=== Exercise aim ===
Would you print out all of the data exactly and keep the pictures out of it?

▬▬▬▬▬▬

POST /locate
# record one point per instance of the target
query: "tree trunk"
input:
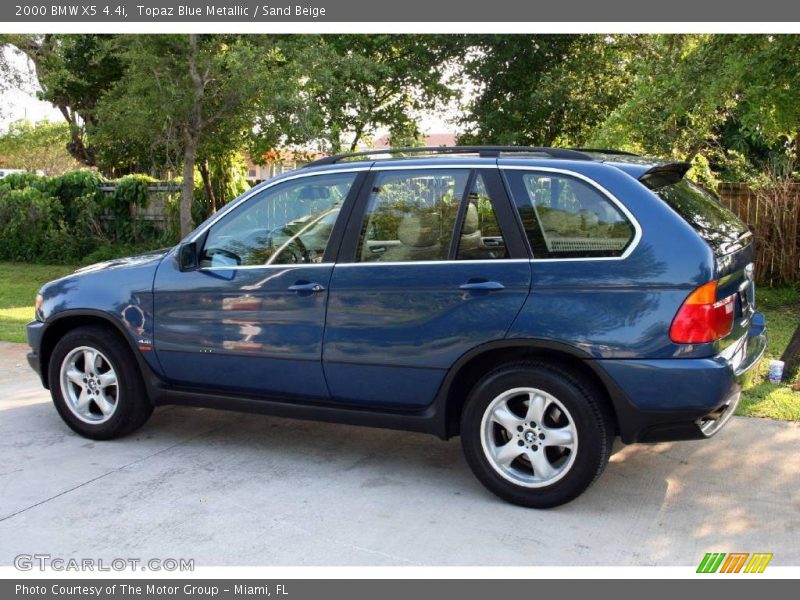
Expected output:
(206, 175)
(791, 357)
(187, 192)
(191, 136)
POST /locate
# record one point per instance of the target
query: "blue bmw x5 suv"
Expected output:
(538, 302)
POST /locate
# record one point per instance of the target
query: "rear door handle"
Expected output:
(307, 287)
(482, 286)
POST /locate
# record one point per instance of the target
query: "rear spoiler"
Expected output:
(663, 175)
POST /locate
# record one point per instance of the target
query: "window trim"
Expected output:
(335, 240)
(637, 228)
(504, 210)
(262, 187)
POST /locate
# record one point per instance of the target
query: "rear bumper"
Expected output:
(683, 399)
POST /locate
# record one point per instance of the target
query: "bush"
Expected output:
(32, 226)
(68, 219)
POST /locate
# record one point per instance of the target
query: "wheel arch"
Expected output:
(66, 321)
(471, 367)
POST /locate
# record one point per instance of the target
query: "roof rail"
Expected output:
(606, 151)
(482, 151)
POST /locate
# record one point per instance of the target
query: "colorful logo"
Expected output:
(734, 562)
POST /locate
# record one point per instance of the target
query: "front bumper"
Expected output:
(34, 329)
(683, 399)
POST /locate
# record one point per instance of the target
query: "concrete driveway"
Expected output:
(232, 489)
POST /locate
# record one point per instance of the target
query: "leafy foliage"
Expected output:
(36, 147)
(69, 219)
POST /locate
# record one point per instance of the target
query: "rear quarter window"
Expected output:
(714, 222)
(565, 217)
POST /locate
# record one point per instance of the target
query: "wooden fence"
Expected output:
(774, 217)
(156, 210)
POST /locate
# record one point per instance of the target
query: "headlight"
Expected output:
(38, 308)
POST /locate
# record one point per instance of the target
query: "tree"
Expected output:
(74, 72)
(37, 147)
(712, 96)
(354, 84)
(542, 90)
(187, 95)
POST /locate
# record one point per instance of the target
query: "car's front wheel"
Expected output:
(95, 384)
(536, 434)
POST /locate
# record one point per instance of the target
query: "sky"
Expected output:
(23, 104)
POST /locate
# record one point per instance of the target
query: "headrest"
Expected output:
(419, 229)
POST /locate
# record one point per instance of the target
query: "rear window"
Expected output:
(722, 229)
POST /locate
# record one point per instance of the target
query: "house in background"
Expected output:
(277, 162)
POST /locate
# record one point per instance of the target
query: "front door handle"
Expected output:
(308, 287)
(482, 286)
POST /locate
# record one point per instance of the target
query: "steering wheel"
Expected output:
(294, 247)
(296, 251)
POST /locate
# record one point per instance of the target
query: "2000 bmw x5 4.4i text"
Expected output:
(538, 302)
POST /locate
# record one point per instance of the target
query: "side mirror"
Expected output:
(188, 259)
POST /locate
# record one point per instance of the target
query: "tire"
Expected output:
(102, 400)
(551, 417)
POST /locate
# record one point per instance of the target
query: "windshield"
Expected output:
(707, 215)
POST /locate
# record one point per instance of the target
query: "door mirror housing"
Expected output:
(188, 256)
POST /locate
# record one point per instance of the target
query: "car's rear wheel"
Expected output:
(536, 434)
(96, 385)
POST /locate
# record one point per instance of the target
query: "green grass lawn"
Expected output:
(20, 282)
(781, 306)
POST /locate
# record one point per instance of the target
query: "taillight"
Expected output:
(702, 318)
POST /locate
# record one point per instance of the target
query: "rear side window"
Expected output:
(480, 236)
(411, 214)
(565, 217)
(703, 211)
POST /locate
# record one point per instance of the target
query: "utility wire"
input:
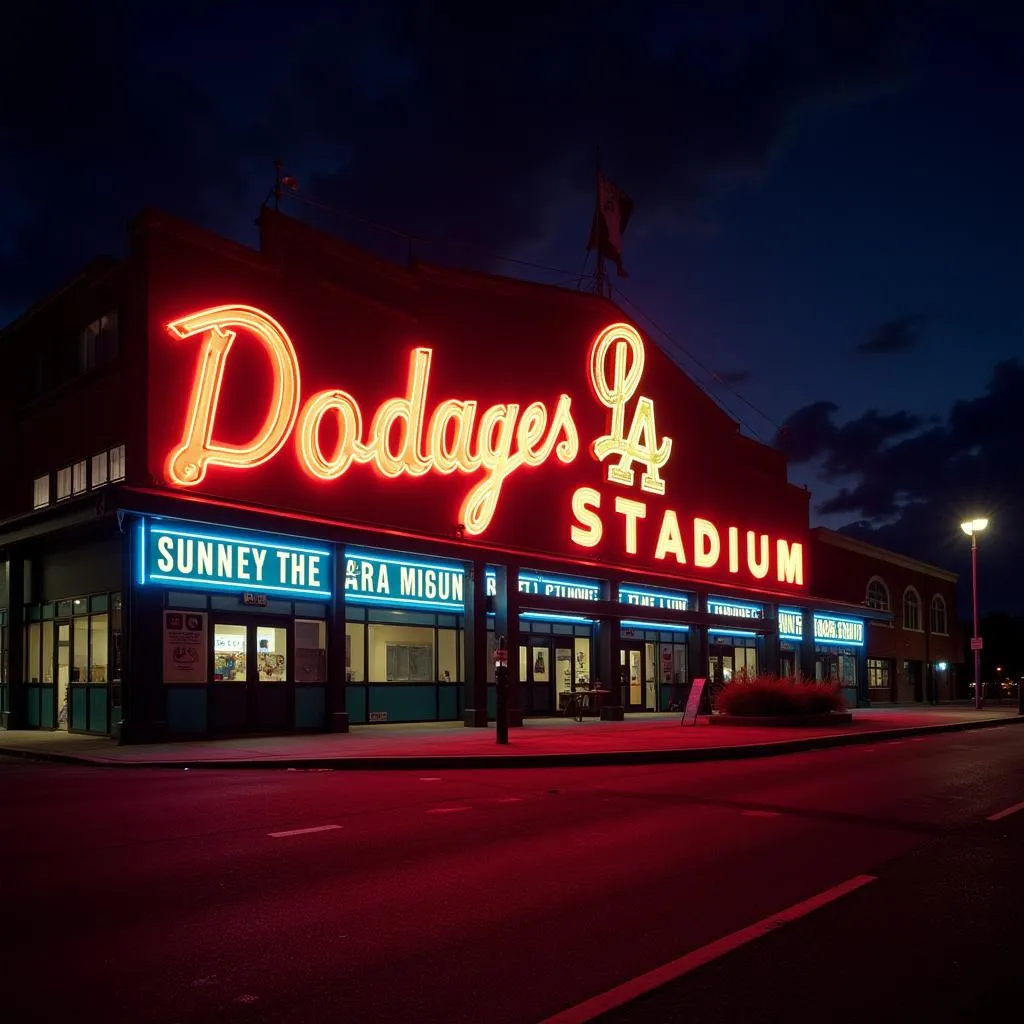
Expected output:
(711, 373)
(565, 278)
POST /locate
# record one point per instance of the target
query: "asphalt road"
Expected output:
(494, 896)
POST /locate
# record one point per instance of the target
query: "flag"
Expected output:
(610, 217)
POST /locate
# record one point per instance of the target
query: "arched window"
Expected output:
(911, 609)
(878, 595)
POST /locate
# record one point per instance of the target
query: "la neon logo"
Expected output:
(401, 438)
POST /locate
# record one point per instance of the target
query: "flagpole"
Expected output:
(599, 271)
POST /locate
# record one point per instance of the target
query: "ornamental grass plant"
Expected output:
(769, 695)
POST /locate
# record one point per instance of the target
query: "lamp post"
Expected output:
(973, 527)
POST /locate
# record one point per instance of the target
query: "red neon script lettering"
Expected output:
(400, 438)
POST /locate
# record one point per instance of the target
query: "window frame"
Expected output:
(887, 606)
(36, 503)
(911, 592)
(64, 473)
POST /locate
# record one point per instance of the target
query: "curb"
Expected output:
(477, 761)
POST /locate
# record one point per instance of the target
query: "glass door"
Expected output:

▬▬▬▬▬▬

=== Your solution ===
POST /locate
# record one point per instance of the target
query: "tree trunk"
input:
Expected output:
(206, 175)
(791, 357)
(187, 192)
(191, 136)
POST /locate
# record one point per instance of the target
query: "blue bmw x5 suv"
Expected output:
(538, 302)
POST /locate
# record one point per instance of the target
query: "rear door handle"
Expected output:
(307, 287)
(482, 286)
POST /locate
# record one point per instance of the target
query: "rear spoiler"
Expected output:
(663, 175)
POST /locate
# record one point per instance of the target
query: "window trim"
Expected output:
(335, 240)
(637, 228)
(504, 210)
(262, 187)
POST /locate
# record one point per instance of the target
query: "rear bumper"
Expected output:
(683, 399)
POST /locate
# record one point per instance of the target
query: "bush"
Expected output:
(32, 226)
(68, 219)
POST /locate
# record one point per instance of the target
query: "wheel arch"
Expected output:
(66, 321)
(471, 367)
POST /locate
# record one point per instance of the target
query: "roof rail"
Expected output:
(606, 151)
(482, 151)
POST /locate
# record one point per instance of the target
query: "colorful logo"
Expected output:
(734, 562)
POST /locate
# record one point per instance of the target
query: "front bumper"
Expected output:
(34, 329)
(683, 399)
POST /locate
# record one point per instance of the target
query: "concrete driveway"
Expected output:
(232, 489)
POST /locate
# record one point per instance of the target
query: "leafy foliage"
Expected output:
(36, 147)
(69, 219)
POST /locate
# record one point per instance of the target
query: "rear quarter window"
Expected output:
(714, 222)
(565, 217)
POST /locate
# record one point per instance of the target
query: "wooden fence"
Expected output:
(774, 217)
(156, 210)
POST /locate
# record one point per instance of the target
query: "headlight"
Expected output:
(38, 308)
POST /locate
# record one point per instance of the target
query: "tree"
Expected output:
(74, 72)
(37, 147)
(712, 96)
(354, 84)
(542, 90)
(187, 95)
POST /locate
# record one point per instance of the target
query: "car's front wheel"
Expected output:
(95, 384)
(536, 434)
POST /locate
# record one point per instance of the target
query: "sky"
Expected output:
(23, 104)
POST /locate
# record one point per instance of the target
query: "headrest"
Expected output:
(419, 229)
POST /locate
# record one point per instance of the target
query: "rear window"
Expected output:
(722, 229)
POST /locate
# record one point per instance of the target
query: "house in background"
Expected output:
(277, 162)
POST /locate
# record one point per instance of the target
query: "front door handle"
Expected output:
(308, 287)
(482, 286)
POST /locate
# record one point per instance of the target
query: "steering wheel"
Expected output:
(294, 247)
(296, 251)
POST /locate
# record one point per instance of the target
query: "2000 bmw x5 4.4i text"
Expected output:
(538, 302)
POST /locate
# record one point per instance of the target
query: "side mirror"
Expected output:
(188, 259)
POST /locate
# record one point per instance of the target
query: "tire"
Expected output:
(102, 400)
(551, 417)
POST /locate
# record one point per instance of the target
query: "windshield"
Expected output:
(707, 215)
POST /locate
# record one point per instance of the target
query: "door mirror housing"
Expected output:
(188, 256)
POST /locate
# record one point per instance of the target
query: "car's rear wheel"
Expected output:
(536, 434)
(96, 385)
POST /locate
# record one point per instance of the target
query: "green grass lawn"
Expected output:
(20, 282)
(781, 306)
POST /locate
# record one point per instance of the target
query: "taillight"
Expected output:
(702, 318)
POST /locate
# record one point per instance of the target
query: "rear side window"
Expected output:
(480, 236)
(411, 214)
(565, 217)
(703, 211)
POST /locate
# record one point per instance of the target
query: "utility wire"
input:
Expected output:
(711, 373)
(565, 278)
POST /locate
# record one point per instance of the target
query: "asphalt road"
Expected output:
(494, 896)
POST /locate
# record one point per instance of the target
query: "flag"
Expected output:
(610, 217)
POST /locate
# record one point per instance of the target
query: "arched window"
Expected output:
(911, 609)
(878, 595)
POST /locate
# record one point per instance of the target
query: "la neon logo"
Expected output:
(401, 438)
POST /locate
# record one point per instance of the target
query: "flagpole"
Expected output:
(599, 271)
POST /locate
# record one point per instance of the target
query: "ornamental grass plant"
Expected output:
(769, 695)
POST /locate
# record one point per instance of the target
query: "lamp post"
Expected output:
(973, 527)
POST /locate
# record one point per instance of the target
query: "red neon script lettering"
Expected output:
(400, 438)
POST /locate
# record one point per instance of the target
query: "window frame"
Expected output:
(887, 606)
(36, 503)
(911, 592)
(64, 473)
POST /locate
# record one point per instance of the target
query: "curb"
Expected output:
(477, 761)
POST /locate
# record one point per instance of the target
query: "glass door"
Expected output:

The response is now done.